───── EXERCISE MATERIAL

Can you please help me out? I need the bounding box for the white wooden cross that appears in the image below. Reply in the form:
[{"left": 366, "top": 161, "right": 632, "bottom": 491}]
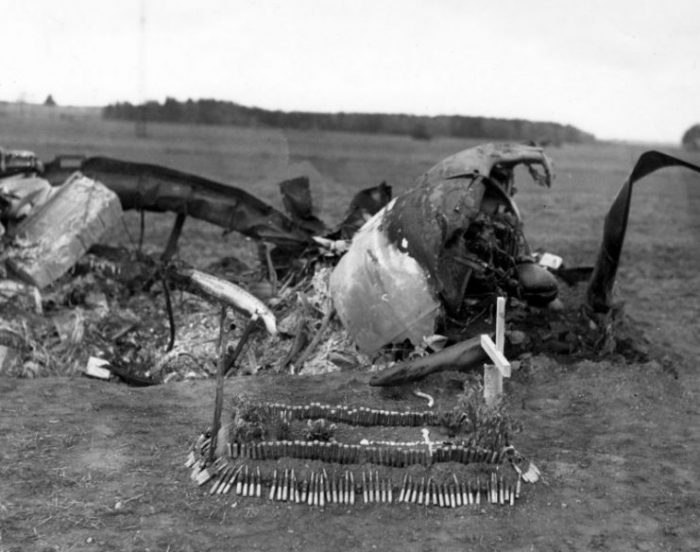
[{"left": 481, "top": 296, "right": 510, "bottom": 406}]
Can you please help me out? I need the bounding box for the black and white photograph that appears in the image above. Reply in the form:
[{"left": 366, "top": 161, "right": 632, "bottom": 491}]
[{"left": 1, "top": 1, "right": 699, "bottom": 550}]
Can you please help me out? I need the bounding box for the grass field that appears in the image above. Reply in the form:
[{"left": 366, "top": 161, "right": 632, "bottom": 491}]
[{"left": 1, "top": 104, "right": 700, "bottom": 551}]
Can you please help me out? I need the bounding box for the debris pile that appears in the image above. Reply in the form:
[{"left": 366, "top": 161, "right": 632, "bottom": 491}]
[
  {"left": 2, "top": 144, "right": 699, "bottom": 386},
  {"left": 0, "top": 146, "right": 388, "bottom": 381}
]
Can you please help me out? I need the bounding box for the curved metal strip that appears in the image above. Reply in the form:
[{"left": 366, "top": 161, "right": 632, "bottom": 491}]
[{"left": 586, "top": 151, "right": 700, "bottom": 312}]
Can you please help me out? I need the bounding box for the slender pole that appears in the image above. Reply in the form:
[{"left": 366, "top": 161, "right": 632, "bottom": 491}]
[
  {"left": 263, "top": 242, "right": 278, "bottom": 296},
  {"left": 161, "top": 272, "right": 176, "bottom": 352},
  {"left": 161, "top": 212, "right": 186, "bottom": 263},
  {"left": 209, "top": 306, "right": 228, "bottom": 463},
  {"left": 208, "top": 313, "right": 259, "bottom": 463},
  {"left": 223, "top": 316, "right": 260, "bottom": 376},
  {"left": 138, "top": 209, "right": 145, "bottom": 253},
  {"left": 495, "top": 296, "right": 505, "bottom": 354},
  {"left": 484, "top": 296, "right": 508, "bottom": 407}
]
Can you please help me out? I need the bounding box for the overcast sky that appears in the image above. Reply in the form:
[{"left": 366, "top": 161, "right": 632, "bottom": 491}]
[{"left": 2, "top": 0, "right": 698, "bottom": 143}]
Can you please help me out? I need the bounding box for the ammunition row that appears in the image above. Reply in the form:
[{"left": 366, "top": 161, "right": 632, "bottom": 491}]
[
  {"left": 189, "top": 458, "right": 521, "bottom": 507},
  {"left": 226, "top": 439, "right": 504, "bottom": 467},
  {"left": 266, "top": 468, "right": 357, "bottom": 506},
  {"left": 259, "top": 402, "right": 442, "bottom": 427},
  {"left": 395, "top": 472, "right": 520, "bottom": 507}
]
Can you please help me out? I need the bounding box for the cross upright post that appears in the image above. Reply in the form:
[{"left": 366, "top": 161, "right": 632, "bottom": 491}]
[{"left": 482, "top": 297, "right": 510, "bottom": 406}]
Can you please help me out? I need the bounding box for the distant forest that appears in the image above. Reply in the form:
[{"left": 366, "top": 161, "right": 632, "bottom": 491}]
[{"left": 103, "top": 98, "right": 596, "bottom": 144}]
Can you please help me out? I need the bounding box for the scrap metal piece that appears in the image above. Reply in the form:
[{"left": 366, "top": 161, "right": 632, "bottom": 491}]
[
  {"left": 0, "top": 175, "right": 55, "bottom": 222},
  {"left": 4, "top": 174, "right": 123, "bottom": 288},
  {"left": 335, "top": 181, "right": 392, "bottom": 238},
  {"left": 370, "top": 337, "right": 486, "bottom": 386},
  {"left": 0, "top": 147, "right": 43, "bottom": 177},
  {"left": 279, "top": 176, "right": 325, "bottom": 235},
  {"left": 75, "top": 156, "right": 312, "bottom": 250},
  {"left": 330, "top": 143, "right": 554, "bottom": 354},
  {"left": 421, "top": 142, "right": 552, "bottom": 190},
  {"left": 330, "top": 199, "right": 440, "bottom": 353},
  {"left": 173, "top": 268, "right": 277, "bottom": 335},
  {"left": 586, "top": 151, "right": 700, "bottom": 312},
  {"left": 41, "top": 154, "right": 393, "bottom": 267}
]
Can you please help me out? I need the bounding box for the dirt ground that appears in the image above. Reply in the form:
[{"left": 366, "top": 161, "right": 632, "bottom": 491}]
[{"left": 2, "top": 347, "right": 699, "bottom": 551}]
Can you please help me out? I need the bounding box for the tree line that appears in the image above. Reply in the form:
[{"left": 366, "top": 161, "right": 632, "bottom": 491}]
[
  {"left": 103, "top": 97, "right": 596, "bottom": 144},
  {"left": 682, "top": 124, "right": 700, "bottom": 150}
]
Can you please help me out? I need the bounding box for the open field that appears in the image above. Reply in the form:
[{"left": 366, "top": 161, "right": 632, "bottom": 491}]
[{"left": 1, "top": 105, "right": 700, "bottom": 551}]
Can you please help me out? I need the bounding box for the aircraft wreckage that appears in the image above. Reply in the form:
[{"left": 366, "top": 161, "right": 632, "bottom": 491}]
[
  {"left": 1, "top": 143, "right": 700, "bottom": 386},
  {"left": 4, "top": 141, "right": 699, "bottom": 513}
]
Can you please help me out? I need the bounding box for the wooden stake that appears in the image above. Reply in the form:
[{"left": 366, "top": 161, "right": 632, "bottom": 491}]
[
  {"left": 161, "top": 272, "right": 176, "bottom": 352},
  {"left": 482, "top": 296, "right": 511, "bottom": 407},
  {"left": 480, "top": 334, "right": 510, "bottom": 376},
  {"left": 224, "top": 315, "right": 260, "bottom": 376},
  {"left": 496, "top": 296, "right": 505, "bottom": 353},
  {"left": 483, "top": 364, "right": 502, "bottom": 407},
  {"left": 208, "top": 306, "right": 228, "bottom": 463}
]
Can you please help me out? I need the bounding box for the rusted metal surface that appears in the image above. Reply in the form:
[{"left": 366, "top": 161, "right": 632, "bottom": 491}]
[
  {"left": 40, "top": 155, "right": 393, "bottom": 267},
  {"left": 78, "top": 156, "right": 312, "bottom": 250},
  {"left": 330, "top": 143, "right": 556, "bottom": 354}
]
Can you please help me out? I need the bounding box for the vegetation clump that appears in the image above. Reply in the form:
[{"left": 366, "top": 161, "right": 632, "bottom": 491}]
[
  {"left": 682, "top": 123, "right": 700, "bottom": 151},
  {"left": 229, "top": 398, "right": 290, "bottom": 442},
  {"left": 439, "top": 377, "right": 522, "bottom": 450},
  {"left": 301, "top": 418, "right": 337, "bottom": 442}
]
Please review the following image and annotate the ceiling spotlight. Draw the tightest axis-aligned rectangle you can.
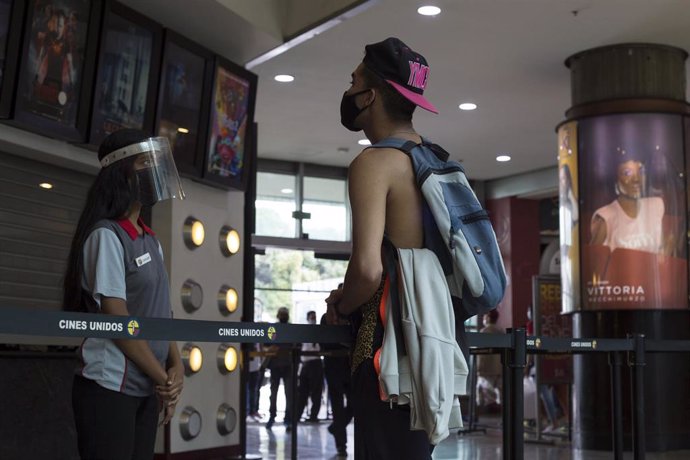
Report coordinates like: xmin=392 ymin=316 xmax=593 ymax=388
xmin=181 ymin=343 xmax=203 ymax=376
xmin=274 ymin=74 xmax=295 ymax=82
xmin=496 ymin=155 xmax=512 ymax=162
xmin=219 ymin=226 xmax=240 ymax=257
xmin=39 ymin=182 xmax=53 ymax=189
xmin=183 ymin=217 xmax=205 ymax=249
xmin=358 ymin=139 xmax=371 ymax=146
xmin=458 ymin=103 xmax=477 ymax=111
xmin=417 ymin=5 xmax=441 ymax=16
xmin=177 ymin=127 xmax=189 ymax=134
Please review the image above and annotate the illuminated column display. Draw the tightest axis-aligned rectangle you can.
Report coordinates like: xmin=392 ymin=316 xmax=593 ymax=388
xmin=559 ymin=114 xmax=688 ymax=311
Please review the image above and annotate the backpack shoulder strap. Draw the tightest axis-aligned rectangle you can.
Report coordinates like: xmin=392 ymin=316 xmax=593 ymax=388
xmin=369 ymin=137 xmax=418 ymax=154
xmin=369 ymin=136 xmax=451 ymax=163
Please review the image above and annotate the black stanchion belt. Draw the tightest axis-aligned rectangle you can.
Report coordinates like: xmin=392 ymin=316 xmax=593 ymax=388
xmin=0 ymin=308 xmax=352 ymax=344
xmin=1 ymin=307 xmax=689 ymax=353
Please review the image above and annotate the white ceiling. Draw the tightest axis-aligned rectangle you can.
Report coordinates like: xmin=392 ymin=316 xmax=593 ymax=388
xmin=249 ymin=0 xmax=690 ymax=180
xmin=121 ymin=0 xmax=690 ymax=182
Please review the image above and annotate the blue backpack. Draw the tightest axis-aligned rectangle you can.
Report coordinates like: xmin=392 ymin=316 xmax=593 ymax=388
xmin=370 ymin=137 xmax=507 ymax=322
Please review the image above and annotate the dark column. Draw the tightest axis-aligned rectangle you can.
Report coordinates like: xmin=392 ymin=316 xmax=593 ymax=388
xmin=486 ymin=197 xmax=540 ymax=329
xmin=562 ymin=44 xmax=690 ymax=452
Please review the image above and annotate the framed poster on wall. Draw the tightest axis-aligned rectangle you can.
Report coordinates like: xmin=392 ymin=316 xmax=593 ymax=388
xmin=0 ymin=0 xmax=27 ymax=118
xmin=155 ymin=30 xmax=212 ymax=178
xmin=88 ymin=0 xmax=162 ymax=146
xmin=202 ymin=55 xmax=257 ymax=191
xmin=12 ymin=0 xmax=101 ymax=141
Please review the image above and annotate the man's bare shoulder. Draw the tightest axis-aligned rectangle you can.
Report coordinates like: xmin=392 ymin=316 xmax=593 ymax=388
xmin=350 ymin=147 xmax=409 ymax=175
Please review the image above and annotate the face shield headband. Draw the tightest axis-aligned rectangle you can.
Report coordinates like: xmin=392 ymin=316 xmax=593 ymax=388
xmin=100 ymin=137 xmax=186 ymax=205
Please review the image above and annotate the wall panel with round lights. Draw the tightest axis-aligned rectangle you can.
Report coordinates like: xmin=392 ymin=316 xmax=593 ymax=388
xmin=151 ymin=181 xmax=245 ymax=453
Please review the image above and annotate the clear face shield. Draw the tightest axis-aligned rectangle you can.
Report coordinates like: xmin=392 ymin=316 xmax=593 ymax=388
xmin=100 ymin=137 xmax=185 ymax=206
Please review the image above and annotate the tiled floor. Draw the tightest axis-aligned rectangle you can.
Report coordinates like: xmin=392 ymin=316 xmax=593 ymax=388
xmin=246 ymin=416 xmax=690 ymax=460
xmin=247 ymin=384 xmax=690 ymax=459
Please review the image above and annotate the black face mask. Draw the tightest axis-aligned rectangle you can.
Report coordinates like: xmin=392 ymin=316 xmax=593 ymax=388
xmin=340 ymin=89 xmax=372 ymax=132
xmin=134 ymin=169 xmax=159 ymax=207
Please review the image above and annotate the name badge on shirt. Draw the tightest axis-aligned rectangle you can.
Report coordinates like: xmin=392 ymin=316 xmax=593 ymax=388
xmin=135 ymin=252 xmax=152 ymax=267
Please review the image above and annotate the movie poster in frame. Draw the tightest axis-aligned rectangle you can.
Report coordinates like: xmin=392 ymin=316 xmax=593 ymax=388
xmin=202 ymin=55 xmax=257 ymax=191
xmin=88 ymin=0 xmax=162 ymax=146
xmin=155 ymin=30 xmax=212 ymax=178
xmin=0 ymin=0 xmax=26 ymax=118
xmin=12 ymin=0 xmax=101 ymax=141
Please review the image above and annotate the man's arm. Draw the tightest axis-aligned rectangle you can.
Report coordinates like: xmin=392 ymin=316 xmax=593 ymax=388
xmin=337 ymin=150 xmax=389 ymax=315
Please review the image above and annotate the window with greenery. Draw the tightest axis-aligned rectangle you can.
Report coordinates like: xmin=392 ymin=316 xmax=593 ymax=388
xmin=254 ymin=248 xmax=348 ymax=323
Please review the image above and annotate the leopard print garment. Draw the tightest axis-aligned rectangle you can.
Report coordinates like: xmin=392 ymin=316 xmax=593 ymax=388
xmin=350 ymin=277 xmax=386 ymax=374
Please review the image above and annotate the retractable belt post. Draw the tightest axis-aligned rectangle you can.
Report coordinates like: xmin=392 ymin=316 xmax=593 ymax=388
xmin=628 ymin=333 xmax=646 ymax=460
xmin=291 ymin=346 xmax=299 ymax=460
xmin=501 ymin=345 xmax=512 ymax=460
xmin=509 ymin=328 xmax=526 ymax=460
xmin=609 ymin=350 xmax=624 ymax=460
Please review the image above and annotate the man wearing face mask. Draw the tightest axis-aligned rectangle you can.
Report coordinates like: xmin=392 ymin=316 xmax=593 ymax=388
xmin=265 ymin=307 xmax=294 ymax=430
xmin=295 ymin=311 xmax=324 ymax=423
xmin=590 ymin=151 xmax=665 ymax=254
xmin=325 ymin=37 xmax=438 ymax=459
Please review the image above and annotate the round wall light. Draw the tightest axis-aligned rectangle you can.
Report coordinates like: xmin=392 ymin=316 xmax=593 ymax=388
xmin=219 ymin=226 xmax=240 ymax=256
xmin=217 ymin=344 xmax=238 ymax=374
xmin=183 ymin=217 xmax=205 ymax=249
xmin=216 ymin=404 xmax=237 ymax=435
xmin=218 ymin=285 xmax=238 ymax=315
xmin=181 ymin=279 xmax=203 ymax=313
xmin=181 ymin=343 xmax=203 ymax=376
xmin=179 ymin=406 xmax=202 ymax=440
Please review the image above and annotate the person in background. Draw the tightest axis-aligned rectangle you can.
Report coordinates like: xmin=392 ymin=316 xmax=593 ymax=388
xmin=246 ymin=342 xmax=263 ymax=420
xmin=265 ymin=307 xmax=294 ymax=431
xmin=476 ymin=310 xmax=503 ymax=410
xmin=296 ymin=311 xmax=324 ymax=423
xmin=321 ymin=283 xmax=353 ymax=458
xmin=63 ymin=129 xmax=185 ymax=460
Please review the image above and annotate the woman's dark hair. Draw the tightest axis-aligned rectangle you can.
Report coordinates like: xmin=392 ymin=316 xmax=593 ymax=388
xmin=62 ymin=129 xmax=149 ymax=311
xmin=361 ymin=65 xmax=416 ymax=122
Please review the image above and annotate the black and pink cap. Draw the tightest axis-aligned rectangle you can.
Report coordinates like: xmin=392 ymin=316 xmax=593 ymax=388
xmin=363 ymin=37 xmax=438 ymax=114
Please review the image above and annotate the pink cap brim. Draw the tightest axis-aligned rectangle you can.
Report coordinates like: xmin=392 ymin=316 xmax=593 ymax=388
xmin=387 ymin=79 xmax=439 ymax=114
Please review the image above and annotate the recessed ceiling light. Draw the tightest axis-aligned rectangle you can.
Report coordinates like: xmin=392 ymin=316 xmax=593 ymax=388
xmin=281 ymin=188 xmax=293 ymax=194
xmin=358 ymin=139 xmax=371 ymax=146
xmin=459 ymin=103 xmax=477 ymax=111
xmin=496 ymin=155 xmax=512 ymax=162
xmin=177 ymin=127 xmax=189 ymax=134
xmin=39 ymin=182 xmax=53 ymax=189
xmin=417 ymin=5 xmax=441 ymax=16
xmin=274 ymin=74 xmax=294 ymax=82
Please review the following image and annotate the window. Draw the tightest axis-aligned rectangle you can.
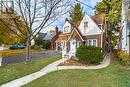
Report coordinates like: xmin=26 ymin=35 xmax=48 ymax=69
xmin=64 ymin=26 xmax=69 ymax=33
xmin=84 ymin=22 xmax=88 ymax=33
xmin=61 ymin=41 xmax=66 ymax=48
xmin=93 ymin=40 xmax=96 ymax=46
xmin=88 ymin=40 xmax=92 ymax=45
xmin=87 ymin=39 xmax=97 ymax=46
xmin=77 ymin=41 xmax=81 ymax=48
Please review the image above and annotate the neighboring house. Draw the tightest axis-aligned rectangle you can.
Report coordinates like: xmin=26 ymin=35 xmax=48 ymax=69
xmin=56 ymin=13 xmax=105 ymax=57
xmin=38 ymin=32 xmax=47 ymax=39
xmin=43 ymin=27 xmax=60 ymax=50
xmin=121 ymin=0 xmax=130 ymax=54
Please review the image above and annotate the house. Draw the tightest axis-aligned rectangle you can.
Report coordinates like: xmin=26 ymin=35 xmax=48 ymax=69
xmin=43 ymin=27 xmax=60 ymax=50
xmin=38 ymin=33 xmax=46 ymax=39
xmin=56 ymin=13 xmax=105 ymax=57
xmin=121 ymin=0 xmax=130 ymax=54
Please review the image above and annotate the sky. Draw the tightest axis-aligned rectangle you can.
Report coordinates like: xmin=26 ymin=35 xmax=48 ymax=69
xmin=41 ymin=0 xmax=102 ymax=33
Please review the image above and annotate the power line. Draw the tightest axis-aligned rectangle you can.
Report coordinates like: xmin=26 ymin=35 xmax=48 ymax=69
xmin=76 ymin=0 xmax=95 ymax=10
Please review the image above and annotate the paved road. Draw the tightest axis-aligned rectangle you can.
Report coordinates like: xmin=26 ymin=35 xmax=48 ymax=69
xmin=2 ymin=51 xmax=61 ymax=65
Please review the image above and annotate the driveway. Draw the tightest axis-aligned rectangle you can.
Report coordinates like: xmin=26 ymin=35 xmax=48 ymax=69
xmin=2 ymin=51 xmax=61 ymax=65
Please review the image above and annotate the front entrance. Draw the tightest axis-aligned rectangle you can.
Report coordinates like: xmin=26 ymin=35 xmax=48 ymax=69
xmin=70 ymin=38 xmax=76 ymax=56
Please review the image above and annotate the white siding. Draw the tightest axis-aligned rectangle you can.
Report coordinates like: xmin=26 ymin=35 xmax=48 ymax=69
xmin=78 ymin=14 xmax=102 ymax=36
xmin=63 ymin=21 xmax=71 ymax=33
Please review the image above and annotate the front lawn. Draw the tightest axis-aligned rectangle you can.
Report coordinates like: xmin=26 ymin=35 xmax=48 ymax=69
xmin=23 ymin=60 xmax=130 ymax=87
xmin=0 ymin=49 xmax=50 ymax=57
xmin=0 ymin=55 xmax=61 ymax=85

──────────

### ASSIGNMENT
Look through the entries above. Extract each line with the word "window".

### WORKED SOLUTION
Please review the image above and annotate the window with greenery. Draw the tightest axis-aligned rectangle you can.
Please review the following image and annotate the window. Draw the tightest axis-aligned rectangle you can.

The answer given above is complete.